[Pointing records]
####
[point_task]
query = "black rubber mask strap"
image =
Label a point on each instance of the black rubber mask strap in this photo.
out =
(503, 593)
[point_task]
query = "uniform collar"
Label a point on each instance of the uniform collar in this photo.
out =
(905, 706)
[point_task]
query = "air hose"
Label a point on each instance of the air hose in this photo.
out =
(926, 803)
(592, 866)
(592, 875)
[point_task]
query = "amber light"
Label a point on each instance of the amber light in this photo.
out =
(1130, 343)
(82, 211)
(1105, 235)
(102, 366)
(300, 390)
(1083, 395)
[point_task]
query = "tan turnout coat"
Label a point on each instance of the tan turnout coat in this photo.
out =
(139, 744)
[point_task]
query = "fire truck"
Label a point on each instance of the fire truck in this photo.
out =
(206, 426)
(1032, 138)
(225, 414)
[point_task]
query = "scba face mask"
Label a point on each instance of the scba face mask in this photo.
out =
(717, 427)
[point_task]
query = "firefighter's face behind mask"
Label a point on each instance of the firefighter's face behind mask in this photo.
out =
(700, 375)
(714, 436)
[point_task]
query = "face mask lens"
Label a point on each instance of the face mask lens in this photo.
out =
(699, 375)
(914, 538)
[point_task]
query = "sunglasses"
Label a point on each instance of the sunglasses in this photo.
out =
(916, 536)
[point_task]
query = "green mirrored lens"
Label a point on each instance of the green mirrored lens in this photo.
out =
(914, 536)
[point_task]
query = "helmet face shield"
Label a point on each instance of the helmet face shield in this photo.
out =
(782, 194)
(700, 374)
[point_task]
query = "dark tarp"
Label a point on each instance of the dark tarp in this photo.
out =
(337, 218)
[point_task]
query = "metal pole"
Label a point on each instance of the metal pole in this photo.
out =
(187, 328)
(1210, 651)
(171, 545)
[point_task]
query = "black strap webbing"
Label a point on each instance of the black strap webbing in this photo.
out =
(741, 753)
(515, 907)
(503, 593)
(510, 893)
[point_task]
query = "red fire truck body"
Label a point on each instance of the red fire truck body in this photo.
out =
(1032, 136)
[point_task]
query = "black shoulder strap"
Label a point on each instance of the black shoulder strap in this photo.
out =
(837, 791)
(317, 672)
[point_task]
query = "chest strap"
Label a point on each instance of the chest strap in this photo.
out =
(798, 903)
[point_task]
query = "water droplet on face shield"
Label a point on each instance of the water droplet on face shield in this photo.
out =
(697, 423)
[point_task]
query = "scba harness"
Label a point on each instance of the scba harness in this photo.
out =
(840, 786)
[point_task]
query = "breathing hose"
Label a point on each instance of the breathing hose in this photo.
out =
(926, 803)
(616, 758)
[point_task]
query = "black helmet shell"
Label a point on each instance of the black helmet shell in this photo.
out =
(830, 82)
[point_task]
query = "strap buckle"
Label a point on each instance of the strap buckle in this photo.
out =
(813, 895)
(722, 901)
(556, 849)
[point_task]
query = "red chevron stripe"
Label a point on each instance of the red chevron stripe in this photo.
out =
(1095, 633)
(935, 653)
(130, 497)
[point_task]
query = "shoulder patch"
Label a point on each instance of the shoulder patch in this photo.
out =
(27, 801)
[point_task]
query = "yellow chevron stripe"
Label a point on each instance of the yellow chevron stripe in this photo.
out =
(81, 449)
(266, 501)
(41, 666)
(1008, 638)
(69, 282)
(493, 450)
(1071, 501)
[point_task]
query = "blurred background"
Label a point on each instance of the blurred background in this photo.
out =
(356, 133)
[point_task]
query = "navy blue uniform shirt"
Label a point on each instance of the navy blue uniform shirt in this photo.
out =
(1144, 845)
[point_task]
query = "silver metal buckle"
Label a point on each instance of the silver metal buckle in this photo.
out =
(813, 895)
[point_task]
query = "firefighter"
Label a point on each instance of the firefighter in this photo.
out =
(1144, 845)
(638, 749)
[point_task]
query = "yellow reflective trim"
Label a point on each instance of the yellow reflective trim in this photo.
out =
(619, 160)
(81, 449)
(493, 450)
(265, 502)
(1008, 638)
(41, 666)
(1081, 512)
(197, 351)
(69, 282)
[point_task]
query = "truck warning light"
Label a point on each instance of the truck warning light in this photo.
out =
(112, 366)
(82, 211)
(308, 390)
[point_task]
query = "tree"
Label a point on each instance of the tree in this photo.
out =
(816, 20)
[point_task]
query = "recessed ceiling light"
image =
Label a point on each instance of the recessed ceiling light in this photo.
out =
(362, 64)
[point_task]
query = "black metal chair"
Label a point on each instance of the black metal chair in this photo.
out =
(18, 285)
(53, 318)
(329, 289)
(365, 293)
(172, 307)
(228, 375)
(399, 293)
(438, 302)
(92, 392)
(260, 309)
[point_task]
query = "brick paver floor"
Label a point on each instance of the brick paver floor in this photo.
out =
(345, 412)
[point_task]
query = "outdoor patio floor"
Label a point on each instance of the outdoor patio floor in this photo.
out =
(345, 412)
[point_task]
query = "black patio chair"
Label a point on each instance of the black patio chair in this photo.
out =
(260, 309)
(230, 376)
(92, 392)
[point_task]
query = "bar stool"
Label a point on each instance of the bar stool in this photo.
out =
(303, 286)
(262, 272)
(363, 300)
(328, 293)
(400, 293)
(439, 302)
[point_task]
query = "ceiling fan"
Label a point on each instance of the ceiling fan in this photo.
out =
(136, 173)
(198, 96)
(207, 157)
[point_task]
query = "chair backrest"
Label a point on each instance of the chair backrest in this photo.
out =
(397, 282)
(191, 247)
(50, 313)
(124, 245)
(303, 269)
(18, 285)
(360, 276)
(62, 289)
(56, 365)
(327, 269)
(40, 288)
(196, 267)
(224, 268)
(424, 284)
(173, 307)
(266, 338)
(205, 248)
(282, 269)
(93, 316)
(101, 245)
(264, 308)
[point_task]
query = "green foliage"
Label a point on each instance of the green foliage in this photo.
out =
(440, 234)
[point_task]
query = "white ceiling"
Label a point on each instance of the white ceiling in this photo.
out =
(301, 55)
####
All the entries above need to be reproduced exactly.

§ **The completed task**
[point_task]
query = "black rubber mask strap"
image =
Label a point on each instance of the black rubber mask strap in this photo.
out =
(503, 593)
[point_task]
query = "uniform collar"
Label a point on each instance of the uniform collar in this photo.
out =
(905, 706)
[point_task]
query = "air hose"
Label a point on each instance of the air hose in this photo.
out =
(926, 803)
(592, 866)
(592, 875)
[point_task]
query = "amber light"
Label a point on each instance of the amber light in this photo.
out =
(1130, 343)
(82, 211)
(1105, 235)
(102, 366)
(300, 390)
(1083, 395)
[point_task]
query = "tan turnout coat"
Label a point on each instance of the tan turnout coat in this photo.
out =
(139, 744)
[point_task]
query = "fire truck"
Label a point on each instance of the fire truck in this photo.
out =
(206, 426)
(1032, 138)
(225, 414)
[point_task]
query = "scba face mask"
Label a point on each instance of the scba face mask in this photo.
out =
(717, 427)
[point_task]
query = "firefighter's face behind mask"
Label a point on each instance of the firefighter's face behind mask in this photo.
out =
(700, 375)
(714, 436)
[point_task]
query = "face mask lens"
Label a point on each instance of the face mask lens in this photo.
out =
(699, 375)
(914, 538)
[point_task]
query = "sunglasses"
Label a point on each instance of the sunglasses in this photo.
out =
(916, 536)
[point_task]
query = "green mirrored lens"
Label a point on each instance of the green mirrored lens in this photo.
out =
(914, 536)
[point_task]
query = "helmet face shield"
Label a point on each instance of the helmet face shield in this photo.
out =
(782, 194)
(700, 374)
[point_task]
query = "dark tarp"
Label a point on each instance of the dark tarp in this photo.
out =
(337, 218)
[point_task]
query = "metal pole"
Label a point on each instance of the metal pole in this photo.
out =
(187, 328)
(1210, 651)
(171, 545)
[point_task]
query = "black strap webbing"
Label a point on each instance of the black strap webbing in this photo.
out =
(741, 753)
(515, 907)
(503, 593)
(510, 893)
[point_task]
query = "red fire truck body"
Label a point on each instance of the red fire truck body in this photo.
out =
(1032, 136)
[point_task]
query = "black shoulder strap"
Label a point on each instance of the black shoulder strap in this photo.
out =
(837, 791)
(317, 672)
[point_task]
query = "chest strap"
Label a point on each instance of the chest strap in this photo.
out =
(798, 903)
[point_task]
query = "water droplet on face shield"
Label a point on each instance of the water droplet on face shield in this photo.
out =
(697, 423)
[point_task]
query = "scba harness"
Label a point on each instance of the scba harness in this photo.
out =
(840, 786)
[point_task]
query = "breathing hose"
Label a point on each instance of the breathing hose in this photo.
out =
(926, 803)
(616, 758)
[point_task]
query = "black helmet shell"
Label a point on each instance of the black helmet shell in this photo.
out =
(830, 82)
[point_task]
query = "strap buckle"
Label a point on each instance of the strap buckle in this photo.
out =
(813, 895)
(722, 901)
(556, 849)
[point_task]
query = "red chevron stripe"
Label a point on each instance of the red chevron stripe in this photo.
out =
(1095, 633)
(935, 653)
(130, 497)
[point_task]
query = "shoulder patch"
Label a point on each instance of the shoulder patch in this photo.
out =
(27, 801)
[point_task]
query = "yellow chevron stripe"
Label a point on each instance of the yellow chevron stripe in this photo.
out =
(81, 449)
(266, 501)
(41, 666)
(1008, 638)
(69, 282)
(493, 450)
(1071, 501)
[point_task]
query = "blurred background"
Label a point on each instance of the blurred background in this photo.
out =
(356, 133)
[point_task]
query = "navy blue uniform shirt"
Label a point on each instance of the navy blue uniform shirt in this photo.
out =
(1144, 845)
[point_task]
query = "silver metal buckle"
Label a point on each instance of the silver metal buckle in this photo.
out =
(813, 895)
[point_task]
query = "firefighter"
Label a point on each instance of the firefighter in this photo.
out =
(1144, 845)
(638, 749)
[point_task]
query = "yellow reflective trim"
Label a point on each instance of the yellow reflective trim in this photo.
out =
(619, 160)
(81, 449)
(493, 450)
(265, 502)
(1008, 638)
(41, 666)
(1081, 512)
(197, 351)
(69, 282)
[point_task]
query = "truck warning light"
Label a point on each instance of the truck warning light in this photo.
out =
(112, 366)
(82, 211)
(308, 390)
[point_task]
query = "tree"
Label a point on each instance of the tree in this photo.
out =
(816, 20)
[point_task]
query = "recessed ceiling light"
image =
Label a point on each instance of the recessed ceiling light in this photo.
out =
(362, 64)
[point_task]
query = "black metal chair"
Label a point on each instance of the black metal chair in this photo.
out =
(18, 285)
(53, 318)
(329, 289)
(365, 293)
(172, 307)
(228, 375)
(399, 293)
(438, 302)
(92, 392)
(260, 309)
[point_task]
query = "brick paver floor"
Label a point on each instance of the brick paver floor in this photo.
out =
(345, 412)
[point_task]
query = "outdoor patio floor"
Label a point on each instance of the outdoor patio floor in this photo.
out =
(345, 412)
[point_task]
query = "black patio chair"
Label a point on each instance of the black patio chair in this photo.
out =
(260, 309)
(230, 376)
(92, 392)
[point_task]
query = "bar stool"
Label a point on each instance of the bar stool in this photo.
out =
(303, 286)
(262, 272)
(363, 300)
(328, 293)
(400, 293)
(439, 302)
[point_task]
query = "ceiling fan"
Label a point on each instance of the ceiling fan in this photo.
out =
(136, 173)
(198, 96)
(207, 157)
[point_task]
query = "chair backrest"
Label a point on each instance of the chair backrest in this photo.
out =
(397, 282)
(191, 247)
(50, 313)
(124, 245)
(303, 269)
(18, 285)
(360, 276)
(62, 289)
(56, 365)
(327, 269)
(40, 288)
(196, 267)
(224, 268)
(424, 284)
(173, 307)
(266, 338)
(205, 248)
(282, 269)
(93, 316)
(101, 245)
(264, 308)
[point_task]
query = "green foliage"
Label a point on each instance of the green foliage in this photo.
out =
(440, 234)
[point_task]
query = "white ceiling"
Label a point on each instance of the white ceiling in this photo.
out =
(301, 55)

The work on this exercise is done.